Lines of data
====================

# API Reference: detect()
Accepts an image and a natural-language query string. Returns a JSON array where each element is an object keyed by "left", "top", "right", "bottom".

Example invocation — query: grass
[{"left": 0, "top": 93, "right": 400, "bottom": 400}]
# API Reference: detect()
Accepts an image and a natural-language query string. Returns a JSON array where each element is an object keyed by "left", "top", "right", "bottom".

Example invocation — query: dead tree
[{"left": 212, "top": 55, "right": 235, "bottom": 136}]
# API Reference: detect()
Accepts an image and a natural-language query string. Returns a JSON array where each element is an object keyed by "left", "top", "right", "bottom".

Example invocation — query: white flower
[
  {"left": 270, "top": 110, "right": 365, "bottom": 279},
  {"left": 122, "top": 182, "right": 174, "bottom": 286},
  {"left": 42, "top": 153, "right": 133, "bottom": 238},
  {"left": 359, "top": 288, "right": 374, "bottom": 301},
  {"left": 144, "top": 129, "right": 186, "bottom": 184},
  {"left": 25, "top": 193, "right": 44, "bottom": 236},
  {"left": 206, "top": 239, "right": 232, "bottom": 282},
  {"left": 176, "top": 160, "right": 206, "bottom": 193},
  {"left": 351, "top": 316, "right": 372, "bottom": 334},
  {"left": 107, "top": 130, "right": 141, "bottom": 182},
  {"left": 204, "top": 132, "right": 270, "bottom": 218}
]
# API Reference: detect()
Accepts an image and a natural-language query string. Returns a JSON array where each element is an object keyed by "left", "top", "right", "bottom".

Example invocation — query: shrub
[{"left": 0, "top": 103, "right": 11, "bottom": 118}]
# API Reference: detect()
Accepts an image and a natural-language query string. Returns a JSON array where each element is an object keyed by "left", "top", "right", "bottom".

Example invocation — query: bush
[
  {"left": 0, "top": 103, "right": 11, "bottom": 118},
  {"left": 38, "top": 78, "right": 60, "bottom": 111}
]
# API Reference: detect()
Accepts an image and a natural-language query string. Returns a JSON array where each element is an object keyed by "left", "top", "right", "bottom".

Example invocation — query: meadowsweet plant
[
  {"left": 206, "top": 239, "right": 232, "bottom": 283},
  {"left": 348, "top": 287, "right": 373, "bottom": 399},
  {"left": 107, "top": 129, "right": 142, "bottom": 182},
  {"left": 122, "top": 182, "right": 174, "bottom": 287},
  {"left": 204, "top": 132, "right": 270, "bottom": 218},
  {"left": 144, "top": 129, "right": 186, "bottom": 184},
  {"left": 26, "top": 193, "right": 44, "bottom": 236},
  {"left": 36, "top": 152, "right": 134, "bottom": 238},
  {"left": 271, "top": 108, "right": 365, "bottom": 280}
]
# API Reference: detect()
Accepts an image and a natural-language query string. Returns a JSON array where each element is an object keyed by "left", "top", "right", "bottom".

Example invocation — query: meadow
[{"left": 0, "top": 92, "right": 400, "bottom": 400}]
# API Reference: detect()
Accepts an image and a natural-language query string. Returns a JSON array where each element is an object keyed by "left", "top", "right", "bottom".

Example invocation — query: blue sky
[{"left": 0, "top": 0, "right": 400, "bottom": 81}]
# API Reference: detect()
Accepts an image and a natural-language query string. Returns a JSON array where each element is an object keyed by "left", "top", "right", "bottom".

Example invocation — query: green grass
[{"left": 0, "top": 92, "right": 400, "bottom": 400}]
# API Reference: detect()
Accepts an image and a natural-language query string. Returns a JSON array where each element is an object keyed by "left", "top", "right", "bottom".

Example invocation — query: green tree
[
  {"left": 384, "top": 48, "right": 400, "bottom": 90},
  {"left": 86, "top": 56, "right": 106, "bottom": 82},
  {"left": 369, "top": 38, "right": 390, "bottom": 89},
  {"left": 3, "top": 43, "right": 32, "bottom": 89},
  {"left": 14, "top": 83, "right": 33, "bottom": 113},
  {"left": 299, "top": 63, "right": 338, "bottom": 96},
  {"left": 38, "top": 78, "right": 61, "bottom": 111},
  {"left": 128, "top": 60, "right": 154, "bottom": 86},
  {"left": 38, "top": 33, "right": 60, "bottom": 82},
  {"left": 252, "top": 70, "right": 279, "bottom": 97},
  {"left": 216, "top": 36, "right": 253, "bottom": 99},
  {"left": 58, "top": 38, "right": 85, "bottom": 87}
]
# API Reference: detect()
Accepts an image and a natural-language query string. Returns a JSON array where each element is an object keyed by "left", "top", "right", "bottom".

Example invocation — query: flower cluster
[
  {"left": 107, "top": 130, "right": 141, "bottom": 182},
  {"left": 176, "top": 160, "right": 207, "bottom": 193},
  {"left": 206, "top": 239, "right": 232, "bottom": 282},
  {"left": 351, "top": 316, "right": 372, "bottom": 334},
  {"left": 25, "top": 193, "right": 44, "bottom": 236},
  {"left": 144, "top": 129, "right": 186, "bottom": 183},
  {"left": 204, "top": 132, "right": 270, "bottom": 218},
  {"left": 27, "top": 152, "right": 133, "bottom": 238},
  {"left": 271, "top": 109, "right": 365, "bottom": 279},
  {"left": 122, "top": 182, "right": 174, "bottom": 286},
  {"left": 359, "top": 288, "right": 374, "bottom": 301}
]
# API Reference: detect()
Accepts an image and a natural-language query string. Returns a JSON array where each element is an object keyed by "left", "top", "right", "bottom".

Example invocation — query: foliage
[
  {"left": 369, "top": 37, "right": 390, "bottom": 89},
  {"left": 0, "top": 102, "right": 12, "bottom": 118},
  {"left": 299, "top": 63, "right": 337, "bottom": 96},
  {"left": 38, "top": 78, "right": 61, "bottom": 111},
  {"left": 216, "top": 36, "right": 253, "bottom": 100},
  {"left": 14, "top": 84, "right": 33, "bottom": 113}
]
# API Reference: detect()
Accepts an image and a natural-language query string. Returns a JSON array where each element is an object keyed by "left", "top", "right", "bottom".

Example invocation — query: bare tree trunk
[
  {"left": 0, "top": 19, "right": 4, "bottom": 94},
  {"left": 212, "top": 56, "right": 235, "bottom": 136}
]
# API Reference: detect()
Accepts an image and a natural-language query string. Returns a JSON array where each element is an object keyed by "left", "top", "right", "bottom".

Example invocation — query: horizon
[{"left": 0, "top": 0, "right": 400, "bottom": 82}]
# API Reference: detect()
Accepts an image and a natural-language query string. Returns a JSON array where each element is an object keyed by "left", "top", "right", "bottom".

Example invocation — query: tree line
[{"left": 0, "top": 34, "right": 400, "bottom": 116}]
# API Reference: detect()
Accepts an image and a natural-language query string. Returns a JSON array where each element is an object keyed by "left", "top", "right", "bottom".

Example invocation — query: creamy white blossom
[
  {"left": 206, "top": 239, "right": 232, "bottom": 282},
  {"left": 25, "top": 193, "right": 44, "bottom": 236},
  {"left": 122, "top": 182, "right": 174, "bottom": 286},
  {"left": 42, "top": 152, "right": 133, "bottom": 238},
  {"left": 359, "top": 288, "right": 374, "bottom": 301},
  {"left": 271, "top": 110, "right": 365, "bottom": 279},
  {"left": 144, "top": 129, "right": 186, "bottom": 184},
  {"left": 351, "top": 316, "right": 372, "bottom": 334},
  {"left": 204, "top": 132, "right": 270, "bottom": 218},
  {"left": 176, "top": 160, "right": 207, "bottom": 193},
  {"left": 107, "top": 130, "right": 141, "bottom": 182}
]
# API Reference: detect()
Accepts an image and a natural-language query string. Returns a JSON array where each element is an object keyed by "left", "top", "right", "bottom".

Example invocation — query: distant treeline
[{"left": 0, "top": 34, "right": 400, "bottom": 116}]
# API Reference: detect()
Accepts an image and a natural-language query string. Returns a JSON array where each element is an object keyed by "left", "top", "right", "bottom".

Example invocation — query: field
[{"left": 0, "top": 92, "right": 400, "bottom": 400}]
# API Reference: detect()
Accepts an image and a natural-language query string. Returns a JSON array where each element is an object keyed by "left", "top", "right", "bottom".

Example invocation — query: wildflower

====================

* **What you are asked to do**: Count the lines in the rows above that contain the word "green". Give only the number.

* **Exercise result**: 2